[start Recorded data]

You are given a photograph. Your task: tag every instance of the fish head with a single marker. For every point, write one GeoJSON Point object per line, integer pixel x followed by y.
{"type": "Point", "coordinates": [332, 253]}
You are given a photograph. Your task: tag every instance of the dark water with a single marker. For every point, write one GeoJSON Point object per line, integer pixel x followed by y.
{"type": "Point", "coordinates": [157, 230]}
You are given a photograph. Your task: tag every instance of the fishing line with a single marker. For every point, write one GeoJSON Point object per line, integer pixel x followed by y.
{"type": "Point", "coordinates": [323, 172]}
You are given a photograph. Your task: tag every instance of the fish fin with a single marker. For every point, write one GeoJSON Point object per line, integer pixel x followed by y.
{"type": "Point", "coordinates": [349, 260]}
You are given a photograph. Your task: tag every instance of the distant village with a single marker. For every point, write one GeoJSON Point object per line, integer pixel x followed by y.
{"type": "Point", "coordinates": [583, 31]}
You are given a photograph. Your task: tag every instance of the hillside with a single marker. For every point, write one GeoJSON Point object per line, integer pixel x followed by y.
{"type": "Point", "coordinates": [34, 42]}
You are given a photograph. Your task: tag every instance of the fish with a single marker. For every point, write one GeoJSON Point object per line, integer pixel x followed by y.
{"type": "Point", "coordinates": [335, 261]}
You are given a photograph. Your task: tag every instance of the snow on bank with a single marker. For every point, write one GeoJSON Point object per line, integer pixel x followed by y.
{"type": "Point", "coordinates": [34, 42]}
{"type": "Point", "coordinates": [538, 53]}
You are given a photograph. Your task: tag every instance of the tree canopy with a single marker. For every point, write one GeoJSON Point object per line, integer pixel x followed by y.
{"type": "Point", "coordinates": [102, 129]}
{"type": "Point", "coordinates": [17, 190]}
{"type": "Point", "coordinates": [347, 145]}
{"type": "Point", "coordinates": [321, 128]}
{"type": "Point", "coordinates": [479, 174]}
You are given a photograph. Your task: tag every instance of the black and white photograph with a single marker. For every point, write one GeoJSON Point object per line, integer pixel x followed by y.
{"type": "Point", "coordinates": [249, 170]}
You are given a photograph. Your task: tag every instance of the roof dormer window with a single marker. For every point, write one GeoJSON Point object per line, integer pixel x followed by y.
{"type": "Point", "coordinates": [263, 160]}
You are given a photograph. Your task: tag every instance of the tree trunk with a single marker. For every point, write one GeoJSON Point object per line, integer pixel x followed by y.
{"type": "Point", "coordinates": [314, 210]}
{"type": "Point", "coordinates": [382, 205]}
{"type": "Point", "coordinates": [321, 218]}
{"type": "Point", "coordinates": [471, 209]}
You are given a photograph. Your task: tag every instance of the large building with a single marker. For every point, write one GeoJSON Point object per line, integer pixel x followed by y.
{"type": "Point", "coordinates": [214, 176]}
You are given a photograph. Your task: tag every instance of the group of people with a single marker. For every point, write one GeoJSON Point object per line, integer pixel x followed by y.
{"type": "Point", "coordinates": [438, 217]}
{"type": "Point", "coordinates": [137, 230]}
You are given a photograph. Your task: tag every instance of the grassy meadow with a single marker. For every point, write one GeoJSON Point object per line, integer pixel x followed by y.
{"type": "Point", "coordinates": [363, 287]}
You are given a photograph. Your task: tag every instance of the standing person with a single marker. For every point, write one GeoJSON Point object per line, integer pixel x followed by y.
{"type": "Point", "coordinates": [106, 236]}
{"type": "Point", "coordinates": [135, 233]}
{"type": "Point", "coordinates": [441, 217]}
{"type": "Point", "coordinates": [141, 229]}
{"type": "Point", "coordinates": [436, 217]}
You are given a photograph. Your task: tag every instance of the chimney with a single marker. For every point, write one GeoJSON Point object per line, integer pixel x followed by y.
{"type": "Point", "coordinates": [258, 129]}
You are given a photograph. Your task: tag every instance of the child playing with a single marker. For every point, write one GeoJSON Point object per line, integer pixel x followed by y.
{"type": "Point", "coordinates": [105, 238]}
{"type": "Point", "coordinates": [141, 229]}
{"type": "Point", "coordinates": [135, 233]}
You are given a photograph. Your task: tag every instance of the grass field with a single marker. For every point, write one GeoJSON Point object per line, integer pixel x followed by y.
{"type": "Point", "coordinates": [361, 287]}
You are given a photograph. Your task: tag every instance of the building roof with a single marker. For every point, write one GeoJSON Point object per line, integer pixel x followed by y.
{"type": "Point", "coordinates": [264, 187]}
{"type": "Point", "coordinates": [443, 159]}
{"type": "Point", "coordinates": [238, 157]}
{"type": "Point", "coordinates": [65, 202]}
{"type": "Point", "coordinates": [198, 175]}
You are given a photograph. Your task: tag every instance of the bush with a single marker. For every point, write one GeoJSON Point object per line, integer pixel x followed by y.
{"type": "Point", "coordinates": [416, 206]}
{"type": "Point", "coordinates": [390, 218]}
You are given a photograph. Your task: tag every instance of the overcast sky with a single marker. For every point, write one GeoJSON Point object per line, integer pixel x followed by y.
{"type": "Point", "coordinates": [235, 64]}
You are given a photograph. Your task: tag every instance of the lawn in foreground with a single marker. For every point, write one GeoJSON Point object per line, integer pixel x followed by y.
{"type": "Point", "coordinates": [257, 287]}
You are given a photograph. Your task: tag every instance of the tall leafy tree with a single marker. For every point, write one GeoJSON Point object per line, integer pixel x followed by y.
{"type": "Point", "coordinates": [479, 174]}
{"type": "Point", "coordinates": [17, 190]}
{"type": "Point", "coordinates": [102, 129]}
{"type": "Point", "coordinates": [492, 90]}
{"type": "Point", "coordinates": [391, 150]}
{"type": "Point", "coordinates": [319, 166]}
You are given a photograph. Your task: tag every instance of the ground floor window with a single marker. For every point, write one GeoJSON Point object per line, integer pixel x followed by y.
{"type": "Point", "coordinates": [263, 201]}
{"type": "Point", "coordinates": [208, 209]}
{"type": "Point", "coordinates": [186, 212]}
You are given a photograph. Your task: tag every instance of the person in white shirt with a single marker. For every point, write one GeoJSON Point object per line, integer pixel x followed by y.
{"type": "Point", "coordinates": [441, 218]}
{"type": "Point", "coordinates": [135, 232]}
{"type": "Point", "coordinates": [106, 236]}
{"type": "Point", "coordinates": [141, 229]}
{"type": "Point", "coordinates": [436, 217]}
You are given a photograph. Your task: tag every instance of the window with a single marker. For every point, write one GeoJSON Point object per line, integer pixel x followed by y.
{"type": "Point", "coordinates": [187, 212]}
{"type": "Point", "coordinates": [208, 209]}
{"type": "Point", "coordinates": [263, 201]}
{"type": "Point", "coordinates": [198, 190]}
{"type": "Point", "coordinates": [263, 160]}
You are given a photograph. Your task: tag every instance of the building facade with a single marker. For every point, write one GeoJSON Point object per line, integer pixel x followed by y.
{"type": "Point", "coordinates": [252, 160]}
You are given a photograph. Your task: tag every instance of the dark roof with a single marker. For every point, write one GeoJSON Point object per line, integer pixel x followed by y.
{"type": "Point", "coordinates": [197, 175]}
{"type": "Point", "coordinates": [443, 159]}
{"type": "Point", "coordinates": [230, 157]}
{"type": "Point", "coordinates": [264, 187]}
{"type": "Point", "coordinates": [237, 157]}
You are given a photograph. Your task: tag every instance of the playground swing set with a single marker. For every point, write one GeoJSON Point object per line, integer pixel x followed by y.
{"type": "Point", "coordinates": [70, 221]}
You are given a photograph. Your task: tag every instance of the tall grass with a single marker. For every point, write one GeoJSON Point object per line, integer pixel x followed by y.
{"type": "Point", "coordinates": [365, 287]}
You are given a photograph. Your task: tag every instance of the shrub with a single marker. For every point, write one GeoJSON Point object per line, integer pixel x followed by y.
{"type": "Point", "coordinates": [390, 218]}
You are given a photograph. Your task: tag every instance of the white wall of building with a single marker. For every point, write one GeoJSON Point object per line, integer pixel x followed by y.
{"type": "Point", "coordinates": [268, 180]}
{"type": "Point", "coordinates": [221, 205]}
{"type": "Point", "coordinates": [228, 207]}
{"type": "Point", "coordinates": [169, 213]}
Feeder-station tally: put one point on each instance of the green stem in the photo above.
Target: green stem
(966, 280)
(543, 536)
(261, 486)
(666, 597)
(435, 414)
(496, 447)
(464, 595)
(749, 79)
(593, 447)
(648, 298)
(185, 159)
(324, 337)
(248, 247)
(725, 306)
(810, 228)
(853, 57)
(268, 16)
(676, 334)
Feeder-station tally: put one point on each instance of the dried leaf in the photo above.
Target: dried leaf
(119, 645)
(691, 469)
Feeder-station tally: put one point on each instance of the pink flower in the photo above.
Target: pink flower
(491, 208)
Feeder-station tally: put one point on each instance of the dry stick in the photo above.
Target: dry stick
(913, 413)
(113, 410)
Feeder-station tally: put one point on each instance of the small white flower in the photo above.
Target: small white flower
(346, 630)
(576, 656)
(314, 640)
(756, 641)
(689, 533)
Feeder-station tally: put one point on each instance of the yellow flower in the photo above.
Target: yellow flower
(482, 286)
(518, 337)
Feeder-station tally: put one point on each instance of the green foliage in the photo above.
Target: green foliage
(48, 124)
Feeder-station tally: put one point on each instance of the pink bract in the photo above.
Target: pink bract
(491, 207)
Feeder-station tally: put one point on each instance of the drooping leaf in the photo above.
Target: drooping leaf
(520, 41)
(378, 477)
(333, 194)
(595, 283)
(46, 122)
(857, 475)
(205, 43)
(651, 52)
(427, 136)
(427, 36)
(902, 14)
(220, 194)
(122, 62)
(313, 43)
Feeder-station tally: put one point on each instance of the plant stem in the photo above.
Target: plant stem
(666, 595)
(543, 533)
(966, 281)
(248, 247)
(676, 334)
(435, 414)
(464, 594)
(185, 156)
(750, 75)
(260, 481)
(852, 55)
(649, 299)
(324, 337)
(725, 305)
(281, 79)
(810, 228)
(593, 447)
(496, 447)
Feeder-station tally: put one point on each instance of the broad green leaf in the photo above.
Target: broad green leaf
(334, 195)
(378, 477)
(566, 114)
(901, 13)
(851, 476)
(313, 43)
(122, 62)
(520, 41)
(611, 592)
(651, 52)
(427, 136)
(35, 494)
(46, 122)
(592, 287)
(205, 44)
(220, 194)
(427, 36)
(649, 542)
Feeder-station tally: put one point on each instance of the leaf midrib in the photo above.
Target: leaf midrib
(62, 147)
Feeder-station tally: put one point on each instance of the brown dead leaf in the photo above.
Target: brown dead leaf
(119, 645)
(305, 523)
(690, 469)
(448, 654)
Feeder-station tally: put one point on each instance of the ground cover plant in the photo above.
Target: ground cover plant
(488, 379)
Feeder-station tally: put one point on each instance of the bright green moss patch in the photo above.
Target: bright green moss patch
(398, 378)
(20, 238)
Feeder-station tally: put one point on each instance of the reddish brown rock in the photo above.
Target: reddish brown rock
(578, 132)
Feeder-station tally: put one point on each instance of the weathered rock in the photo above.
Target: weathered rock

[end Recorded data]

• **Goal**: Begin with the line that contains "Feeder-station tally: put one point on each instance of the leaf" and end with the last line of the records; set down every line in that span exactly, and nothing else.

• **Exercise answer**:
Feeder-station tally: put one point on each instance of the leaf midrib in the photo above.
Target: leaf midrib
(62, 147)
Feeder-station tally: put one point on each instance of the brown dead leaf in the photo above.
Target: brown dead leaf
(119, 645)
(305, 523)
(690, 469)
(448, 654)
Feeder-station tally: put one point on each instance of the ground cover plant in the photo above.
Target: ground cover plant
(488, 379)
Feeder-station tally: put one point on each instance of the bright green moss patch in the photo above.
Target: bright green moss patch
(398, 378)
(20, 238)
Feeder-station tally: put one point on each instance of the reddish brown rock in the photo above.
Target: reddish brown rock
(578, 132)
Feeder-station tally: put one point on each instance of the weathered rock in the photo above.
Target: weathered rock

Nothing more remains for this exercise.